**Stated goal:** Exactly as given, write out the lines from the one containing "Tag the metal" through the end of the listing, with both ends included and nothing else.
Start of Information shown
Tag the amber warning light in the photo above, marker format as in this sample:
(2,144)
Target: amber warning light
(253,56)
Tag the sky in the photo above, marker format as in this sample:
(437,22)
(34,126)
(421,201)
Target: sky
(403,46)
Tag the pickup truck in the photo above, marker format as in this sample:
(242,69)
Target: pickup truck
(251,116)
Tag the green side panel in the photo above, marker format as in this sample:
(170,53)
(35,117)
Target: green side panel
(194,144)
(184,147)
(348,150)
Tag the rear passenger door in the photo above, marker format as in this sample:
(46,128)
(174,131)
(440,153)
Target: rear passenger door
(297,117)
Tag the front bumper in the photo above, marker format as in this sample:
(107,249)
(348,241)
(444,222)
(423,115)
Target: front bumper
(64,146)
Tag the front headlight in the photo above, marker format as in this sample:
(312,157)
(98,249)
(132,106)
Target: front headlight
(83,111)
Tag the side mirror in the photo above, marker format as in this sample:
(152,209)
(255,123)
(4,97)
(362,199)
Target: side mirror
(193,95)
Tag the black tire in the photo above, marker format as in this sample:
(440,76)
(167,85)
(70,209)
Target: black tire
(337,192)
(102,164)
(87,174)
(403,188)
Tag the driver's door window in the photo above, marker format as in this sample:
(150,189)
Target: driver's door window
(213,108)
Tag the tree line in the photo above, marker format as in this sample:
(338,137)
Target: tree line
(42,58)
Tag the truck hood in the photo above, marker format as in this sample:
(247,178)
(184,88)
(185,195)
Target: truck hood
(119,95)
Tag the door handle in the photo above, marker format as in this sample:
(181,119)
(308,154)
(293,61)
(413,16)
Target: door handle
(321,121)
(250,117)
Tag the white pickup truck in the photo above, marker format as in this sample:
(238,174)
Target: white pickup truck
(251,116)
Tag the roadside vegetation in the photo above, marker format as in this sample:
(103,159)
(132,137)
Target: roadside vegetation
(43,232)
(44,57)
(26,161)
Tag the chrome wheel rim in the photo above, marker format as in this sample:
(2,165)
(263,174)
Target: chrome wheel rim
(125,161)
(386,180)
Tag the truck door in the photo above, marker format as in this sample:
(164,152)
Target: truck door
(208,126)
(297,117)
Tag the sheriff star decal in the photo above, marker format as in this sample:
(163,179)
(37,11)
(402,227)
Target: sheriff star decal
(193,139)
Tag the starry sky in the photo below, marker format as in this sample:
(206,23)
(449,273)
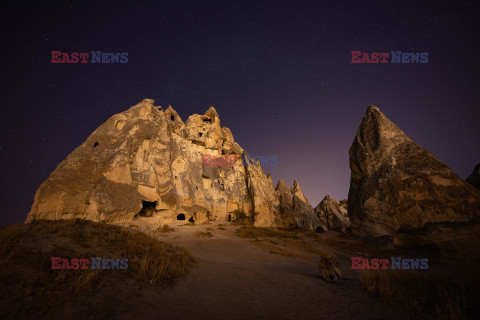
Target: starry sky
(278,73)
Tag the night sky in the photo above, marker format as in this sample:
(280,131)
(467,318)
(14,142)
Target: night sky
(278,73)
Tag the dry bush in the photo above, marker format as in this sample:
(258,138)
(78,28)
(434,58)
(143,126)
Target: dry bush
(165,229)
(305,246)
(203,234)
(29,288)
(272,247)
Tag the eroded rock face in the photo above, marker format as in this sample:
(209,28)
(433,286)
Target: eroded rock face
(400,189)
(146,163)
(332,214)
(294,209)
(474,177)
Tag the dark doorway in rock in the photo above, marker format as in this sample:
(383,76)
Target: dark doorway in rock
(148,209)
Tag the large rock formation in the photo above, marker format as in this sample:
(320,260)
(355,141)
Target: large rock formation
(146,163)
(474,178)
(332,214)
(400,189)
(294,209)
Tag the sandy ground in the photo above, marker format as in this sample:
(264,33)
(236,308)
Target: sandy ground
(238,280)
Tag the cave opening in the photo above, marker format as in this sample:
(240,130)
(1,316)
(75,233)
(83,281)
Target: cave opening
(148,208)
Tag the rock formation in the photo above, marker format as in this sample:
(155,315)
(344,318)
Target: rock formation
(474,178)
(332,215)
(146,163)
(401,190)
(294,209)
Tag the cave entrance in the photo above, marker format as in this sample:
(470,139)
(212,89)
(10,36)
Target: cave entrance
(148,209)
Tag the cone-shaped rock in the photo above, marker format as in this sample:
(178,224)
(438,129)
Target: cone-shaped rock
(400,189)
(474,178)
(332,214)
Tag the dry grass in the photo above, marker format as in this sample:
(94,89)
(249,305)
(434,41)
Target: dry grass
(273,247)
(349,244)
(425,294)
(203,234)
(34,290)
(254,232)
(305,246)
(241,219)
(165,229)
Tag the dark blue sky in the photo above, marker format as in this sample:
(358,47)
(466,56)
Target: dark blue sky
(278,73)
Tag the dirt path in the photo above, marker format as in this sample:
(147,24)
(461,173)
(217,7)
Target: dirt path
(237,280)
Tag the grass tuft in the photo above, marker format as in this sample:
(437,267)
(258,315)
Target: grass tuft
(273,247)
(254,232)
(33,289)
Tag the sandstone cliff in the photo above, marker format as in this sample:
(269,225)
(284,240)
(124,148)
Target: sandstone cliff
(146,163)
(332,214)
(474,177)
(400,189)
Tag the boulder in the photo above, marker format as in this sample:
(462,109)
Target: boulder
(332,215)
(400,189)
(294,209)
(474,177)
(147,163)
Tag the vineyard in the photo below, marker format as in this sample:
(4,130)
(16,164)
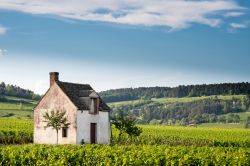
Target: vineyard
(157,145)
(122,155)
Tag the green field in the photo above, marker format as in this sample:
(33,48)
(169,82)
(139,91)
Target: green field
(180,100)
(122,155)
(17,108)
(157,145)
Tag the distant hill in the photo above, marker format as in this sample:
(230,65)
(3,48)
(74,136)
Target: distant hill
(127,94)
(16,91)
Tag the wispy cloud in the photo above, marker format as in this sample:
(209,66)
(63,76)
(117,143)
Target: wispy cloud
(174,14)
(238,25)
(233,14)
(3,30)
(235,26)
(2,52)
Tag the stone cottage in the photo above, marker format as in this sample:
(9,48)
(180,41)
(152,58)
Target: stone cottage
(88,115)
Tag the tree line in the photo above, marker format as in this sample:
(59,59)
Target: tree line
(210,110)
(127,94)
(16,91)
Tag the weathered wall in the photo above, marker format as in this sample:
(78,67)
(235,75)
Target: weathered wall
(54,99)
(84,119)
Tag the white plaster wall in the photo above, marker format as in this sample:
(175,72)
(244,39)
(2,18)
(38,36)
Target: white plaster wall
(84,119)
(55,99)
(48,135)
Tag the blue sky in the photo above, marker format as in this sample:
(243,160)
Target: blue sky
(115,44)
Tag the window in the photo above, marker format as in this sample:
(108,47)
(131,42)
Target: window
(94,106)
(64,132)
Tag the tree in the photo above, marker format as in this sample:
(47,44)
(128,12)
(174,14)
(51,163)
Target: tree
(247,124)
(56,120)
(126,124)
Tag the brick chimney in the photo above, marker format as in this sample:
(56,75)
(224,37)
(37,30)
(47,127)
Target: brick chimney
(54,77)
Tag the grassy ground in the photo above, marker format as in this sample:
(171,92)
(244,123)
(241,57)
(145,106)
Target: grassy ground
(221,125)
(17,108)
(180,100)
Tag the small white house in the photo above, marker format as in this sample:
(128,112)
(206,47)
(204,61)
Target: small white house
(88,115)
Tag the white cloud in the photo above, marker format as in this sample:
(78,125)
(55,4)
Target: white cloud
(175,14)
(3,30)
(233,14)
(2,52)
(234,27)
(238,25)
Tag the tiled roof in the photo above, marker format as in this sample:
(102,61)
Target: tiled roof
(76,91)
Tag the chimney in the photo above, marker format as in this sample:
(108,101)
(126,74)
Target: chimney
(54,77)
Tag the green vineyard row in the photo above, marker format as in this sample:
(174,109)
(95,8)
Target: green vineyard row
(122,155)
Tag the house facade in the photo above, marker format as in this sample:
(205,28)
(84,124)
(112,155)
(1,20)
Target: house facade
(88,115)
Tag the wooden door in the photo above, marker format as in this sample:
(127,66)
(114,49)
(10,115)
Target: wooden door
(93,133)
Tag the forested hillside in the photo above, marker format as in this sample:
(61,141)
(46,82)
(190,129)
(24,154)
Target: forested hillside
(16,91)
(184,111)
(127,94)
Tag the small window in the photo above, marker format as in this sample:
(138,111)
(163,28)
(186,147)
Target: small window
(95,106)
(64,132)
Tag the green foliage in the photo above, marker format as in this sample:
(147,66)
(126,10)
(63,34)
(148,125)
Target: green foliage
(247,124)
(12,90)
(127,94)
(127,125)
(122,155)
(187,136)
(183,111)
(16,131)
(56,120)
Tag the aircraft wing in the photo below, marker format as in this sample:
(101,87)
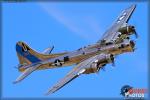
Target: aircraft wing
(121,21)
(26,73)
(78,70)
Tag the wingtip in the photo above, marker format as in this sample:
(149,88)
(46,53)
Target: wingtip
(47,93)
(133,6)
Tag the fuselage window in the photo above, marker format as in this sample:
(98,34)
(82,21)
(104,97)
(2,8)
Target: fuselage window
(66,58)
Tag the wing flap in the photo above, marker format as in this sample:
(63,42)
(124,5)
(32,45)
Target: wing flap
(26,73)
(74,73)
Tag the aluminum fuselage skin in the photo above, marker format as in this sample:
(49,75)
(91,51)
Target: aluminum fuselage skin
(81,54)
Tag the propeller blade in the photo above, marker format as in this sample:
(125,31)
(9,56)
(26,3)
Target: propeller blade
(136,35)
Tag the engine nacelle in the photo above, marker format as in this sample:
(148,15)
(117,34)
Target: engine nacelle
(127,30)
(100,61)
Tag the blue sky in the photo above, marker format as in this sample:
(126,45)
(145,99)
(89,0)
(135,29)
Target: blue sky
(68,26)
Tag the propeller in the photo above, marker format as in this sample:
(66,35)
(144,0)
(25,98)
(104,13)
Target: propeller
(134,31)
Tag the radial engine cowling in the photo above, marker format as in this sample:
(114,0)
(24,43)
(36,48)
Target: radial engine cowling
(99,62)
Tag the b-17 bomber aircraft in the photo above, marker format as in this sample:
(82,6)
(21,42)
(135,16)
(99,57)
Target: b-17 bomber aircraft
(88,59)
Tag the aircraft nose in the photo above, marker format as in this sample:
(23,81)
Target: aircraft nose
(132,43)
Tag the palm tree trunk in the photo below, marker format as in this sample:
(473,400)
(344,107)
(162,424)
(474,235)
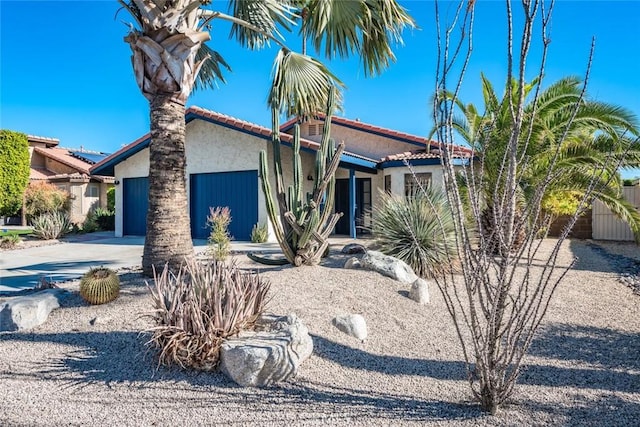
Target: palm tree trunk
(168,238)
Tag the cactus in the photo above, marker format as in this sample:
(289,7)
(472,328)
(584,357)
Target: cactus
(302,223)
(99,286)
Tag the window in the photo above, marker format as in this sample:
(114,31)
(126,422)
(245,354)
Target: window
(387,183)
(412,183)
(92,191)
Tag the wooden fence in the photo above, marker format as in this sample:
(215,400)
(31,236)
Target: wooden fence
(606,226)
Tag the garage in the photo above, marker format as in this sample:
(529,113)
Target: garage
(238,190)
(135,198)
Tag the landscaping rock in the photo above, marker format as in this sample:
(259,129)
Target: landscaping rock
(354,248)
(353,263)
(29,311)
(388,266)
(419,291)
(351,324)
(271,353)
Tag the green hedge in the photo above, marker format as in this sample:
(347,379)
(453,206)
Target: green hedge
(14,170)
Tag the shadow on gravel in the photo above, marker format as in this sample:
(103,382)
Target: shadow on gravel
(112,359)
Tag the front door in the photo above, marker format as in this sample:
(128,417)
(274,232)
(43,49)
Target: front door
(363,206)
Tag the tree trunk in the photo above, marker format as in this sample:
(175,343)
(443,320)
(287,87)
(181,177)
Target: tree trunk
(168,239)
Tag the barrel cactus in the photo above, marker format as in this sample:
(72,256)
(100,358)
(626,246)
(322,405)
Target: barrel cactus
(100,285)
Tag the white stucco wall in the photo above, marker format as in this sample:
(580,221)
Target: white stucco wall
(212,148)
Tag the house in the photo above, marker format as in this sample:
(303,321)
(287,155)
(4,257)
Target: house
(223,161)
(68,169)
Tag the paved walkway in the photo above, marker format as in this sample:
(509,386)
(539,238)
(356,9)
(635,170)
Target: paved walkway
(21,269)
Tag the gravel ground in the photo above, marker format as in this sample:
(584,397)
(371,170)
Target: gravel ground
(87,365)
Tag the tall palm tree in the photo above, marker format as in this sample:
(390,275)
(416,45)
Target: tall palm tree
(170,59)
(597,139)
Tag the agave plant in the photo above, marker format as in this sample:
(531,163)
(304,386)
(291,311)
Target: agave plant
(198,307)
(417,229)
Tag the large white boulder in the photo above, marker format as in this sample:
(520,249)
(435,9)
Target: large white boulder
(352,324)
(29,311)
(420,291)
(388,266)
(271,353)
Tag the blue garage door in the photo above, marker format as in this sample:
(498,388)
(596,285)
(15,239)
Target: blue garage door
(135,201)
(237,190)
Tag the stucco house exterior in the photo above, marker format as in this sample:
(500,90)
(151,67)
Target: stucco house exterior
(68,169)
(223,161)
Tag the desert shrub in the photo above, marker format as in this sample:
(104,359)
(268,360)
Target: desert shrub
(10,241)
(111,199)
(219,238)
(418,230)
(100,285)
(105,218)
(259,233)
(198,307)
(51,225)
(43,198)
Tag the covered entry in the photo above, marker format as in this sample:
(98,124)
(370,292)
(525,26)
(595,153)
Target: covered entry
(135,202)
(362,206)
(237,190)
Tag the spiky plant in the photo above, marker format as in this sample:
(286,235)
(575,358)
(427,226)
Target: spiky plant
(259,233)
(417,229)
(51,225)
(198,307)
(99,285)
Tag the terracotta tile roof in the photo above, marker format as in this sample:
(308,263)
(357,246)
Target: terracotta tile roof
(63,156)
(107,163)
(50,142)
(459,152)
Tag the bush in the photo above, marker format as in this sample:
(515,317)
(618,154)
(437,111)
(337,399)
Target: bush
(51,225)
(41,198)
(111,199)
(418,230)
(259,233)
(14,170)
(200,306)
(10,241)
(219,239)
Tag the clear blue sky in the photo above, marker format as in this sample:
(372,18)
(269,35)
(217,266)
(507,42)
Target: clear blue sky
(65,70)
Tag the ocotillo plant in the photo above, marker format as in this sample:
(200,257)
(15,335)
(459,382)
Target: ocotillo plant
(303,222)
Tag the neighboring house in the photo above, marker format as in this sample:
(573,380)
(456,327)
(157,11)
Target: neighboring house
(68,169)
(223,161)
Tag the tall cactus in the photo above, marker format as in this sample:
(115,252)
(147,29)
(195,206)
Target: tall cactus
(302,223)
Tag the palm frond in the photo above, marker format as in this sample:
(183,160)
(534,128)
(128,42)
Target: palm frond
(211,71)
(301,85)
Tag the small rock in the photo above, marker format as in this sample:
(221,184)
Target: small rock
(353,263)
(351,324)
(419,291)
(388,266)
(29,311)
(353,248)
(270,354)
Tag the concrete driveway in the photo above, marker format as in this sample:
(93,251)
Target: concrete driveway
(70,259)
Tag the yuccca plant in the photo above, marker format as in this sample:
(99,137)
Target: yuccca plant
(417,229)
(503,295)
(199,306)
(302,223)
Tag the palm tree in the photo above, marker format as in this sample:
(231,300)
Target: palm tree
(597,139)
(170,59)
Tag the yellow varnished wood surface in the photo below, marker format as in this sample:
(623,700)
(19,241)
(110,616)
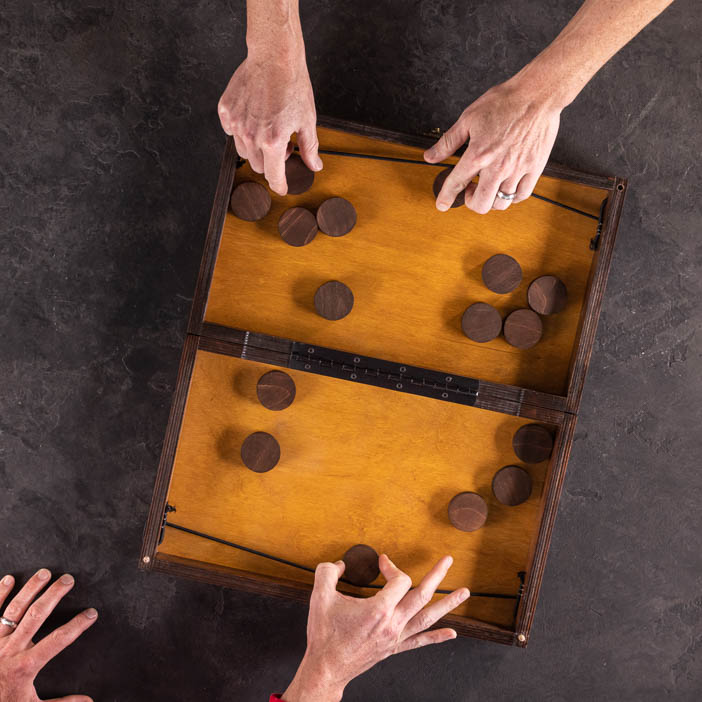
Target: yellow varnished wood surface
(413,270)
(359,465)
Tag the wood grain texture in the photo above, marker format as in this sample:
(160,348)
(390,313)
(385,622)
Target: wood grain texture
(262,285)
(379,439)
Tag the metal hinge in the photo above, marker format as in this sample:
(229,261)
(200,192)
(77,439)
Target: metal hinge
(383,374)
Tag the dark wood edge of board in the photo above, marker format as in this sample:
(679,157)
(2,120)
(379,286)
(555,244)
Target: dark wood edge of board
(597,283)
(223,576)
(154,520)
(552,170)
(507,399)
(542,540)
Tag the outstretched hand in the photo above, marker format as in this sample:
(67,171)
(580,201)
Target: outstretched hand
(21,659)
(511,132)
(346,635)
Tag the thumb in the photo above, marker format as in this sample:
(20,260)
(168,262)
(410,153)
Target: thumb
(309,147)
(448,143)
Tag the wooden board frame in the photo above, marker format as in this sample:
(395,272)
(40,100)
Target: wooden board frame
End of Information shown
**Full answer:**
Tag the metal hinge in the photo above, marker format as in this sample:
(229,261)
(200,192)
(77,439)
Target: metal hinge
(383,374)
Tag the dark wood edge of board in the photo above, marker format as in this sample:
(679,157)
(2,120)
(379,286)
(555,244)
Target: dark wood edge of board
(597,283)
(223,576)
(154,520)
(552,170)
(507,399)
(542,540)
Tag the outstretched hand in the photo above, marker format as in this sample:
(67,171)
(580,201)
Target: outstretched hand
(21,659)
(511,132)
(346,635)
Tag the thumb in the photo above, marker format as in this sample:
(20,260)
(168,262)
(410,153)
Target: thumb
(309,147)
(448,143)
Tag the wooden board frame in the photo above, marker format as in this sample:
(395,272)
(40,100)
Target: wooden board frame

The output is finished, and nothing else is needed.